• **Objective**: Turn the data below into a Markdown table with the columns Row and Text, one row per line, leaving out any blank lines.

• **Given records**:
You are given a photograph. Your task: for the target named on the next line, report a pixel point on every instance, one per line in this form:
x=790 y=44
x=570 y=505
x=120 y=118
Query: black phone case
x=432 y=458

• **Full response**:
| Row | Text |
|---|---|
| 1 | You are given a photograph. Your task: for the target named on the next line, report a pixel point on every instance, one per line in this form: |
| 2 | x=790 y=44 |
| 3 | x=570 y=505 |
| 4 | x=120 y=118 |
| 5 | Query: black phone case |
| 6 | x=432 y=458 |